** Given records **
□ □ □ □ □

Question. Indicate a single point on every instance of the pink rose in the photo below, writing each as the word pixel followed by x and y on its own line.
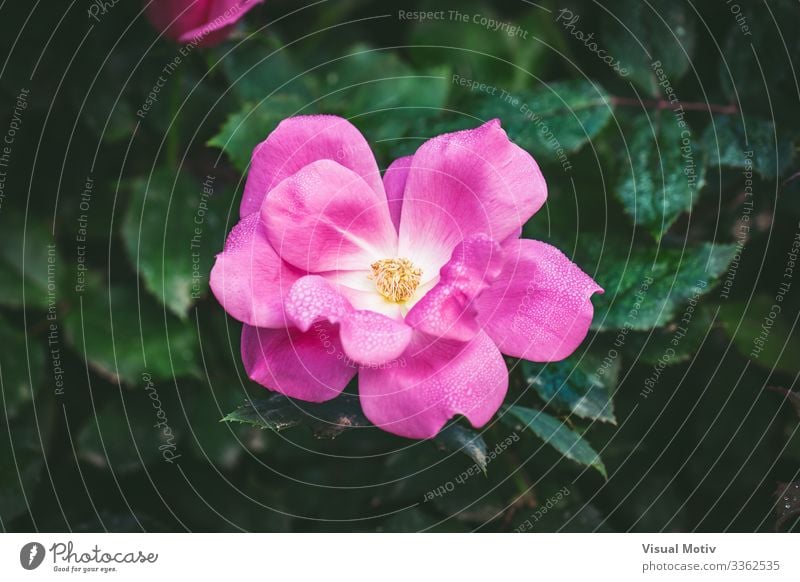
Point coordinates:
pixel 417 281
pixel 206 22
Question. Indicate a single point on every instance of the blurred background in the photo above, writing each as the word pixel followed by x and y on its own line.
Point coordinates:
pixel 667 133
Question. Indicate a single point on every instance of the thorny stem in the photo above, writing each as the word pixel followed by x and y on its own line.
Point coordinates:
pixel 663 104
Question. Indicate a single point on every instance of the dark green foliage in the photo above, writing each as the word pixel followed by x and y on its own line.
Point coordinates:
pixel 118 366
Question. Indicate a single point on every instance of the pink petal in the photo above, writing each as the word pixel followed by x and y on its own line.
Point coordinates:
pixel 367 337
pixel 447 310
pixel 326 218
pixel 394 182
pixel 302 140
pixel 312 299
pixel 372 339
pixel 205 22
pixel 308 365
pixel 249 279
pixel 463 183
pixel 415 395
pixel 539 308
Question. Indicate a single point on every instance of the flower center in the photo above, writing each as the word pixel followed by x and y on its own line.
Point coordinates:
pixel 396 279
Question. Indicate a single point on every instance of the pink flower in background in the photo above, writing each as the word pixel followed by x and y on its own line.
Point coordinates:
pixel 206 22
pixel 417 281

□ □ □ □ □

** Aim **
Please repeat all of the material above line for line without changing anything, but leave out the picture.

** Answer for this exercise **
Question. Indicate a single point on every instance of the pink rose in the photo below, writing each as the word pixel followed by x and y on its own line.
Point coordinates:
pixel 417 281
pixel 206 22
Question. Indicate a single point on every instance of the blurred background in the photo above, writing each as the word pixel followed by x and y on its own line.
Point coordinates:
pixel 667 133
Question. Indicate a single point on every instance of the thorny stem in the photo above, writing each as the word pixel followed by x and y on its own line.
Point coordinates:
pixel 663 104
Question. Indicate a single point on every instance of the dark green foliage in the photo above, writing each as the word pixel followed by x and y on its own line.
Point coordinates:
pixel 118 366
Question. Indicate a single point on every instance of the pink petal in the photo above, writing each as the word pixel followed by x and y on its own line.
Point coordinates:
pixel 367 337
pixel 447 310
pixel 326 218
pixel 394 182
pixel 302 140
pixel 312 299
pixel 372 339
pixel 205 22
pixel 308 365
pixel 249 279
pixel 463 183
pixel 415 395
pixel 539 308
Question. Indicate a single point on every instance of the flower center in the photo above, writing each as the word pixel followed by x and y on its own line.
Point coordinates:
pixel 396 279
Question. Indicate a single point on every instance of the pink flower in background in the photo above, writing each as the word pixel followed by x and y on its own line.
Point coordinates:
pixel 206 22
pixel 417 281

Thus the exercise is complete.